Instructions to follow
Repeat exactly the lines from the one containing "the tent side" through the last line of the records below, both included, and nothing else.

--- start of Entries provided ---

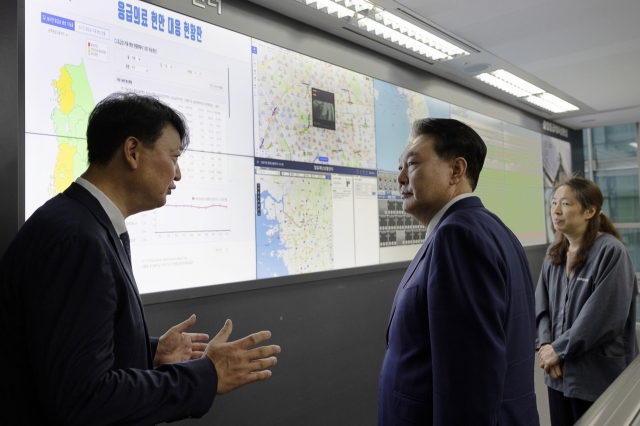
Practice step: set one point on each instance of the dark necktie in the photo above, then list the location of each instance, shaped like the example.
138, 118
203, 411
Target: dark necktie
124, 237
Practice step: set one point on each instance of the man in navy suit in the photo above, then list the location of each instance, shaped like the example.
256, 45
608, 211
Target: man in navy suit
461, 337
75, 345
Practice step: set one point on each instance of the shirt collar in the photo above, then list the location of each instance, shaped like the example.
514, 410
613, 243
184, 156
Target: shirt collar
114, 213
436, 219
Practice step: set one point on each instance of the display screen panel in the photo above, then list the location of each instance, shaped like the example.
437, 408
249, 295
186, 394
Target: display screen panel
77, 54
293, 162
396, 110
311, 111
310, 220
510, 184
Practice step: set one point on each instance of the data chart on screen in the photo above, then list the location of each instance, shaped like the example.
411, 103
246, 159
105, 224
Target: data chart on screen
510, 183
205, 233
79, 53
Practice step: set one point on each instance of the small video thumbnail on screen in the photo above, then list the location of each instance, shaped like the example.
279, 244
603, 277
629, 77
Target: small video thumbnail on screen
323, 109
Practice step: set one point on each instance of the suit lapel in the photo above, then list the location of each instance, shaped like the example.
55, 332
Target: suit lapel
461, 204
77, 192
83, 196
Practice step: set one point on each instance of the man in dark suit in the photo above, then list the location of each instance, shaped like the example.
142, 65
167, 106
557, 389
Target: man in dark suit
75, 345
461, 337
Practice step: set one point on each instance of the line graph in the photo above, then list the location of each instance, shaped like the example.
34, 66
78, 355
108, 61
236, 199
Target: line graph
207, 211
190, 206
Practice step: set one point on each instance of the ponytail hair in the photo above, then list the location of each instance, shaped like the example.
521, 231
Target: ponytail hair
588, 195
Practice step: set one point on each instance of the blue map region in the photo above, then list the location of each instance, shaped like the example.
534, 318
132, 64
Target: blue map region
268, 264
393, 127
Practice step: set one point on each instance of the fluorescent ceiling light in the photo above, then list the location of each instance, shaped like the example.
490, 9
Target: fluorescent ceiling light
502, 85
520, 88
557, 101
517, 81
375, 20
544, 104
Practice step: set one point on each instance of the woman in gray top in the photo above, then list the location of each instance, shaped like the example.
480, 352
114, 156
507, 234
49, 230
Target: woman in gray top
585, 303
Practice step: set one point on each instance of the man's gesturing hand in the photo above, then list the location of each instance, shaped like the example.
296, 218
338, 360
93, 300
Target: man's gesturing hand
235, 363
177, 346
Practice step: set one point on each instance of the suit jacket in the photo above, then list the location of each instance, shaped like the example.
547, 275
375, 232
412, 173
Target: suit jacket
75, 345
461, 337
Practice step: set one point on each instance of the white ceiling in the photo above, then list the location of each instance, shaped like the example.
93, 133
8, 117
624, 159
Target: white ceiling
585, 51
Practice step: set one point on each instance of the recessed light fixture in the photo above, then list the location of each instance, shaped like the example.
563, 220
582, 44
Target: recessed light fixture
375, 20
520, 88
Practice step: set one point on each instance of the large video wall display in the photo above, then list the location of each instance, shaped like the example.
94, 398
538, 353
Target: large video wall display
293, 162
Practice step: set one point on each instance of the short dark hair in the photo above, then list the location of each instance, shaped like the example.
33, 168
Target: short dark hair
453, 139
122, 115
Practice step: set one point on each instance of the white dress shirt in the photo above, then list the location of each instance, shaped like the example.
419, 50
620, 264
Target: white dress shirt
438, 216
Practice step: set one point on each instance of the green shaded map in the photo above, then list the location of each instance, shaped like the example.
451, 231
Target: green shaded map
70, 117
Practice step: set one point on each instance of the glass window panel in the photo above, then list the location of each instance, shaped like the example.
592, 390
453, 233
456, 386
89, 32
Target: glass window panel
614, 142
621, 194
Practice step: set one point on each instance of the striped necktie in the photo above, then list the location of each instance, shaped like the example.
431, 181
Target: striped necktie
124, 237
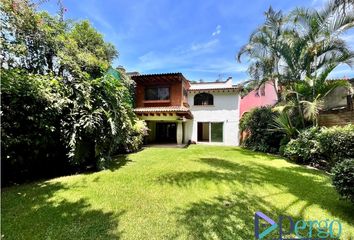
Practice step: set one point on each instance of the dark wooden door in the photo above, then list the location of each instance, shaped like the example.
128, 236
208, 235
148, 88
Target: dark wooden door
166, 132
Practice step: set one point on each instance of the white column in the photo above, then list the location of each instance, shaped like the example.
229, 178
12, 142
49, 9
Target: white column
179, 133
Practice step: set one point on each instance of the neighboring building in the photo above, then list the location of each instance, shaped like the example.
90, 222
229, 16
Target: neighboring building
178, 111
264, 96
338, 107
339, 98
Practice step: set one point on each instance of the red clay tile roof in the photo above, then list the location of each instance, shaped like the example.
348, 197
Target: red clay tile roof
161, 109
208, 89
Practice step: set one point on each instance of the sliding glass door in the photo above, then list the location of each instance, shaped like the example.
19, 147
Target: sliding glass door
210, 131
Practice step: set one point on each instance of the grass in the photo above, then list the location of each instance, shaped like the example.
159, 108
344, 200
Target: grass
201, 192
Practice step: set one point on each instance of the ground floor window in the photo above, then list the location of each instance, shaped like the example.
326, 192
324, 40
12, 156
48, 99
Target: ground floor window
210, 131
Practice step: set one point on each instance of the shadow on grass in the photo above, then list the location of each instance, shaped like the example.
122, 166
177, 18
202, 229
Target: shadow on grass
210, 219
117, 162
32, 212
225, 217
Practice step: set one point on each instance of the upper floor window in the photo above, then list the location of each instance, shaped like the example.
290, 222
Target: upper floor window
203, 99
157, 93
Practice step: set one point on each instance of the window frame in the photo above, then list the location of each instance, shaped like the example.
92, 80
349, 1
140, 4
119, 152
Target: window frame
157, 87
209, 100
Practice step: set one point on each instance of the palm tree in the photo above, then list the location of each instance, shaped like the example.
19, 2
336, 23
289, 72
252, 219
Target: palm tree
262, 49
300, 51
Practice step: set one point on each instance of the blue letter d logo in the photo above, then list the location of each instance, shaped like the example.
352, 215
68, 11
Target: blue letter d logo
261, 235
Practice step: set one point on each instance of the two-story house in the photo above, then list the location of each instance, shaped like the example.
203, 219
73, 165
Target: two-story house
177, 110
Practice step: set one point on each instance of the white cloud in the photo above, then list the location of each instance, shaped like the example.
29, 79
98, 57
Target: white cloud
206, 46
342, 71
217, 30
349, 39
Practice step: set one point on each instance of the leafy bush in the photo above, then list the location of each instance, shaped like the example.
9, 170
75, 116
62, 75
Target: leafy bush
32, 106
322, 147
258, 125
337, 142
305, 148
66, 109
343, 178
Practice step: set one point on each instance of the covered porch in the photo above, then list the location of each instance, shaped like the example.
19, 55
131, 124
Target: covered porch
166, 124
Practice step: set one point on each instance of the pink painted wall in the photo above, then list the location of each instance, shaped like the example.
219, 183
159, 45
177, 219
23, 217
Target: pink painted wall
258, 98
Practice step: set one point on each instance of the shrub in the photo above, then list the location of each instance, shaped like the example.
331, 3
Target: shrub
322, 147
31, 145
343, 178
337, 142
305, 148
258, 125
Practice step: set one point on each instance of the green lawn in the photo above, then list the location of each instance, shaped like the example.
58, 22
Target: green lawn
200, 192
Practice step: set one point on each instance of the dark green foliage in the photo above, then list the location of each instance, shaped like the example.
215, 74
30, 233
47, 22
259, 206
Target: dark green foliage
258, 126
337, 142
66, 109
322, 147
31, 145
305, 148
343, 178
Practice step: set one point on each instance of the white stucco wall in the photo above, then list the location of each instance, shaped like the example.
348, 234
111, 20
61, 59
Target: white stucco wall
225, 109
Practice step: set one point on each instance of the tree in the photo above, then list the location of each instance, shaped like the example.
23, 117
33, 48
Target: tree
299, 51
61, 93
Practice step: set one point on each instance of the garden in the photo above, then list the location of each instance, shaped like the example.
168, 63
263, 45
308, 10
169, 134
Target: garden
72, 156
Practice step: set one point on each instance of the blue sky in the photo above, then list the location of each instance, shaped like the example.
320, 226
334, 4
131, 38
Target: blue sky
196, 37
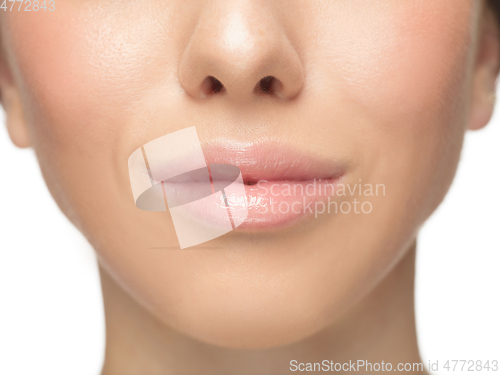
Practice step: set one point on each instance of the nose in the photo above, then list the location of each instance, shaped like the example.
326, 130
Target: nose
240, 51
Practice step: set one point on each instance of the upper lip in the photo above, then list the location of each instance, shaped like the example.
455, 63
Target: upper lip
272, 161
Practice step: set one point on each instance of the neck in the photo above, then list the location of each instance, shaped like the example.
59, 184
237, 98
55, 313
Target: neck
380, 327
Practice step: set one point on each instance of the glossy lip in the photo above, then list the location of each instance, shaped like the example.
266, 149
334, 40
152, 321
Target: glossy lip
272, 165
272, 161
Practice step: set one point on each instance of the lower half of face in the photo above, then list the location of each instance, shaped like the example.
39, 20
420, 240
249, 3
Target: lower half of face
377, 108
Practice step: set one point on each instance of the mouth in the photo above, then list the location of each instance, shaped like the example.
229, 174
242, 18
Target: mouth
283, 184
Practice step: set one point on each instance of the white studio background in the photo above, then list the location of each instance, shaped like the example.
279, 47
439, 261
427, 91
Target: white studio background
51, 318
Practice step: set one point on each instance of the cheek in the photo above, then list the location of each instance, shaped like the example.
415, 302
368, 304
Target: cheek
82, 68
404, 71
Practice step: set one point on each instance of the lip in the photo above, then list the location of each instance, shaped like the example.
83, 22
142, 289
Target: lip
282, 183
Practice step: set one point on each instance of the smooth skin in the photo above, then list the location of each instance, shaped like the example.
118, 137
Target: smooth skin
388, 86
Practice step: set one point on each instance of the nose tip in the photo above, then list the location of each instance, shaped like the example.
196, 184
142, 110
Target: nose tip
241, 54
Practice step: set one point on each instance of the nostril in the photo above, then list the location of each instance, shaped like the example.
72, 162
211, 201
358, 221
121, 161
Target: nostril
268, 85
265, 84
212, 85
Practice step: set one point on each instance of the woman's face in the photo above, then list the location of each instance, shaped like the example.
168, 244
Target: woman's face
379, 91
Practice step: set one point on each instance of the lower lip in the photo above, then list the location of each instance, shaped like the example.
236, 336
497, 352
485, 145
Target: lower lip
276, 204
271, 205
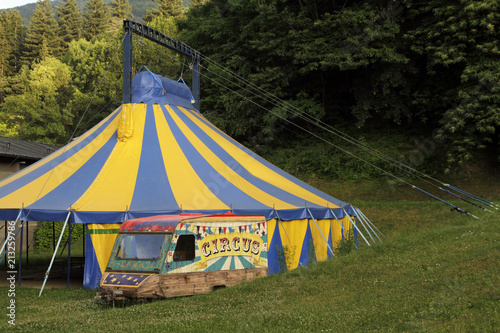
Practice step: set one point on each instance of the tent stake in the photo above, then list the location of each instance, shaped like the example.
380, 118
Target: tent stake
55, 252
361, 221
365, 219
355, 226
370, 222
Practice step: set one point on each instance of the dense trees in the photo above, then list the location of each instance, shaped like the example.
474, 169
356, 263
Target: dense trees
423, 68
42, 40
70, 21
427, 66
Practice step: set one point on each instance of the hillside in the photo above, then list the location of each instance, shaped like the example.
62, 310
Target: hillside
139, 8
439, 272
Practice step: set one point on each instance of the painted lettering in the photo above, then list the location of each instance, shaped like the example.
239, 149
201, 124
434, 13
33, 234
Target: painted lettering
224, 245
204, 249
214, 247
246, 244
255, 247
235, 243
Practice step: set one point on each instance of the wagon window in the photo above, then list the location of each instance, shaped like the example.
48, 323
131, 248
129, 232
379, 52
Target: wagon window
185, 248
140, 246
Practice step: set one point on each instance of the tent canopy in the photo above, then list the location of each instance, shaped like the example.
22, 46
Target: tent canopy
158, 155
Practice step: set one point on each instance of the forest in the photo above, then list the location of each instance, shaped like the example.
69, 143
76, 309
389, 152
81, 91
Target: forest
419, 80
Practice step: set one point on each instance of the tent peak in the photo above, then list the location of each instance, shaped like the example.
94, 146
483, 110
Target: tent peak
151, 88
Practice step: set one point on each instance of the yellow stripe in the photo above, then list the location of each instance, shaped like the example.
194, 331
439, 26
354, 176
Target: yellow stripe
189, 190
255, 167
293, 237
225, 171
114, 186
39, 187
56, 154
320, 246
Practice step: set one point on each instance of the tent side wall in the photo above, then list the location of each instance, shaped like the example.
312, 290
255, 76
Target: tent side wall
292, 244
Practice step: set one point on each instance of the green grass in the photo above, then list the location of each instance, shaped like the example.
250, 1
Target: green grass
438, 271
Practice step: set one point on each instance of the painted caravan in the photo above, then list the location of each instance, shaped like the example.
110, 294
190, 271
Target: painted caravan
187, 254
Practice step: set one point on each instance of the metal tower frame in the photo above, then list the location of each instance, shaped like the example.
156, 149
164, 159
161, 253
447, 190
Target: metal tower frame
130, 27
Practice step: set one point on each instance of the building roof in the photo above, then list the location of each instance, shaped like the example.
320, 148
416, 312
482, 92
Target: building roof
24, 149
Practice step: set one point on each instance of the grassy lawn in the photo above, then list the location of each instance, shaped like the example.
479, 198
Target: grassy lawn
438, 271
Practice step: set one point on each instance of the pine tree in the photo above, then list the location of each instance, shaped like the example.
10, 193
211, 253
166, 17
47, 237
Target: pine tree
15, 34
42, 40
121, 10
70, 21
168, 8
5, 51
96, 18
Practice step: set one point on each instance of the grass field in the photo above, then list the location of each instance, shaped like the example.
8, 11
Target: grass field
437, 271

--- end of Entries provided ---

Completed task
Practice step: set one point on each instance of the tent side wall in the photo above, then list the location of each instance, shaped like the example.
312, 290
255, 76
Target: tent side wall
292, 244
Practice step: set one point on each instance of the green grass in the photo above, then list the location of each instance, shaped like the example.
250, 1
Target: green grass
438, 271
Practice step: set one point on each instance of the painted caravan in the photo above, then list the location of each instance, shaped like the example.
110, 294
190, 271
Target: painted caravan
187, 254
Practice step: set one point on each instance of the metal tower frame in the photo above, then list the location of each instance, shaped like the example.
156, 149
164, 159
161, 253
447, 190
Target: metal tower frame
130, 27
Practice step: set one point on each instance of the building roof in the photo above, then list the location of each instance, shaped like the example.
320, 148
416, 312
482, 92
Target: building roof
24, 149
Practice step: set one point on each instance of the grassy lawn in the photo above, then list the location of each instance, shaped like the example.
479, 198
Target: grassy lawn
438, 271
Practice step: set one point on each instance of the pine tree in the photo above, then list the location of each instance, shaped like the example.
10, 193
211, 253
166, 17
47, 237
Target: pine tree
15, 34
42, 40
121, 10
70, 21
168, 8
5, 51
96, 18
Practice step: set one point on each instance of the grass field in the photo above, then list the location of each instance, shaped like the example.
8, 11
Target: grass field
437, 271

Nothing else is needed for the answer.